In the data below, copy every line word for word, starting at the line containing "# trace the outline of every instance of the woman's eyebrow" and ending with the line containing "269 73 L 268", including both of those lines.

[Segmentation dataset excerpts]
◇ ◇ ◇

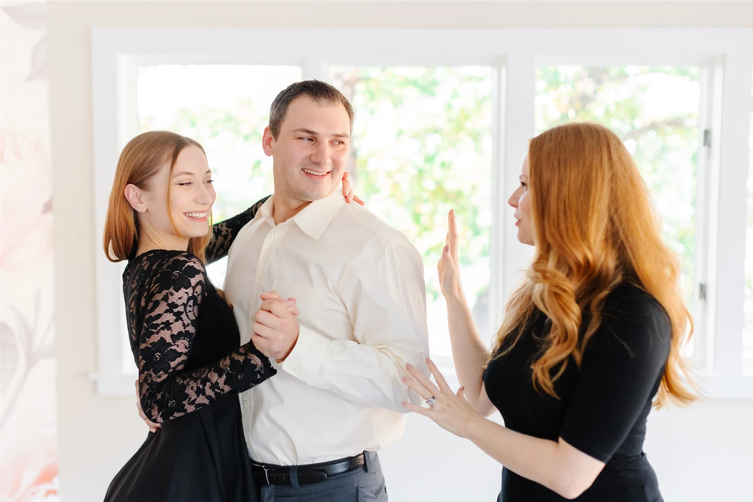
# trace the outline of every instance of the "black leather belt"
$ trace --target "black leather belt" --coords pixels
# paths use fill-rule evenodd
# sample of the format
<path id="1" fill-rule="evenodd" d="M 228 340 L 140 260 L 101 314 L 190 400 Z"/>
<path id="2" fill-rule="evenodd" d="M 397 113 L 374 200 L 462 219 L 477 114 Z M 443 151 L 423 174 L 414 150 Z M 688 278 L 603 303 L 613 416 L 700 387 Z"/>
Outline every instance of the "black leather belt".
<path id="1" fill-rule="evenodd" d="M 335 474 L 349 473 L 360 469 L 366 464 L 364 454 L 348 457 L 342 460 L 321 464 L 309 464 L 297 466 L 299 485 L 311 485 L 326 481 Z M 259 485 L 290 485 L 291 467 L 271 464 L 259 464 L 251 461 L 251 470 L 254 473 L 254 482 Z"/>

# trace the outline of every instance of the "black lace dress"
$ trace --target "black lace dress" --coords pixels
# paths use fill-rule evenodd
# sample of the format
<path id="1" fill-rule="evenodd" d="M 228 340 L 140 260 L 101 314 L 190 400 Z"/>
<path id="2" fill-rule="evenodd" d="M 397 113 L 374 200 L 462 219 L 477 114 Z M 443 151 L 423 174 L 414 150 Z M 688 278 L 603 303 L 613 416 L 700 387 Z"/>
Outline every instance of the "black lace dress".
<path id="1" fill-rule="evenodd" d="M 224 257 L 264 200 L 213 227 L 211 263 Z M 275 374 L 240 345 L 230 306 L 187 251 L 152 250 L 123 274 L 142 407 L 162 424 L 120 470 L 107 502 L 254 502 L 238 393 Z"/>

◇ ◇ ◇

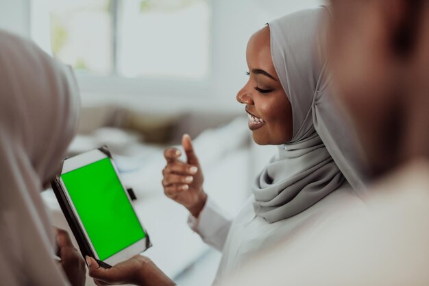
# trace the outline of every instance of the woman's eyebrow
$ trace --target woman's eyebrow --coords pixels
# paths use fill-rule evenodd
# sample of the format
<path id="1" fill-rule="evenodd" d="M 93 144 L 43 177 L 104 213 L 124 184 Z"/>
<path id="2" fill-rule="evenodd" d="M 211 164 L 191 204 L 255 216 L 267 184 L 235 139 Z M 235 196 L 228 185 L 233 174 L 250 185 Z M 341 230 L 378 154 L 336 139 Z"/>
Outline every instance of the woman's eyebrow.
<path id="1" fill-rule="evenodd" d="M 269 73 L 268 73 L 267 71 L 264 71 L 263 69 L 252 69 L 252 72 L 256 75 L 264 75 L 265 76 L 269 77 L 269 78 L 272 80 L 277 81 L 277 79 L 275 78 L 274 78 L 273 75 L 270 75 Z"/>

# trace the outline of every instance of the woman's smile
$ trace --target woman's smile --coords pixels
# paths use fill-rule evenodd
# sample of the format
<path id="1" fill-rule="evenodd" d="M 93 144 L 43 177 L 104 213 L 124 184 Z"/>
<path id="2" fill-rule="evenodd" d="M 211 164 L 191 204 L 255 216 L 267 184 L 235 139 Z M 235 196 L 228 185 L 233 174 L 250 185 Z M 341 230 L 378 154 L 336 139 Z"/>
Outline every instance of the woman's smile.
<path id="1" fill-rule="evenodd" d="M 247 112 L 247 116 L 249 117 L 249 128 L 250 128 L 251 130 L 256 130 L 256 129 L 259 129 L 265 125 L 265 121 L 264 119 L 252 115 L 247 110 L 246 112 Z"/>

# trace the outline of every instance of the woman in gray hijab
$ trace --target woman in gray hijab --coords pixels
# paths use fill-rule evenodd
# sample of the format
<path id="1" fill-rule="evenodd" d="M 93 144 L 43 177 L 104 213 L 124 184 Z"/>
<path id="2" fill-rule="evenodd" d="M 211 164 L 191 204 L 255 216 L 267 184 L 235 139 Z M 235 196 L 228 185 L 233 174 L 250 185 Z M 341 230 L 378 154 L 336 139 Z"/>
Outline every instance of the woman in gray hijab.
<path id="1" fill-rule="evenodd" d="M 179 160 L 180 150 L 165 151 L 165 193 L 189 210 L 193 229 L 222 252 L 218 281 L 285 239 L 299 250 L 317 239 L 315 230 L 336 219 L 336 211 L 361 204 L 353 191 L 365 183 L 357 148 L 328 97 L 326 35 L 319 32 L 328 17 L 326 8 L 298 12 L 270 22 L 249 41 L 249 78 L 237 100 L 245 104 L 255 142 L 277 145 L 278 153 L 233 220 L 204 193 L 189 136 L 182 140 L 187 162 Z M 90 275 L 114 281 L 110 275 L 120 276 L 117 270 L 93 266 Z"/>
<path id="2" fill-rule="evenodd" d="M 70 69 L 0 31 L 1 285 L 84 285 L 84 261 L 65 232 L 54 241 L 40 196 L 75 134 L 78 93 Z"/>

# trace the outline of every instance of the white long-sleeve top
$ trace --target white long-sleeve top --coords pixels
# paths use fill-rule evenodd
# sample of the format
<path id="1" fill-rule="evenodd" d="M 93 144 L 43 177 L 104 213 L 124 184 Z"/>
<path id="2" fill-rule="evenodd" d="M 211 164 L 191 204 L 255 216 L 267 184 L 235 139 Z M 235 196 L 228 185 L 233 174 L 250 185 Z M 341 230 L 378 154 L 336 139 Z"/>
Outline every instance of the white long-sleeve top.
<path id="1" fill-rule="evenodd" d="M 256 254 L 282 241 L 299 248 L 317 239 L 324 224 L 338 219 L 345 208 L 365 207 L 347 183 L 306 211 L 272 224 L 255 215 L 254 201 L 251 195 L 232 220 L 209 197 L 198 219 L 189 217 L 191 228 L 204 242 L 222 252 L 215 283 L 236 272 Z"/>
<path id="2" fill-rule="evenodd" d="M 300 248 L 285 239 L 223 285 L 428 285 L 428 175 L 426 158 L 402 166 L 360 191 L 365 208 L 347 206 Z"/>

◇ ◇ ◇

#### [THE RESULT]
# trace the outline of every instance of the woman's eyebrow
$ trace --target woman's eyebrow --coords pixels
# paths use fill-rule evenodd
# sample of the format
<path id="1" fill-rule="evenodd" d="M 93 144 L 43 177 L 104 213 L 124 184 Z"/>
<path id="2" fill-rule="evenodd" d="M 211 164 L 191 204 L 255 216 L 267 184 L 235 139 Z M 235 196 L 228 185 L 233 174 L 250 185 Z M 341 230 L 378 154 L 336 139 Z"/>
Outline every instance of the woman's eyebrow.
<path id="1" fill-rule="evenodd" d="M 269 73 L 268 73 L 267 71 L 264 71 L 263 69 L 252 69 L 252 72 L 256 75 L 264 75 L 265 76 L 269 77 L 269 78 L 272 80 L 277 81 L 277 79 L 275 78 L 274 78 L 273 75 L 270 75 Z"/>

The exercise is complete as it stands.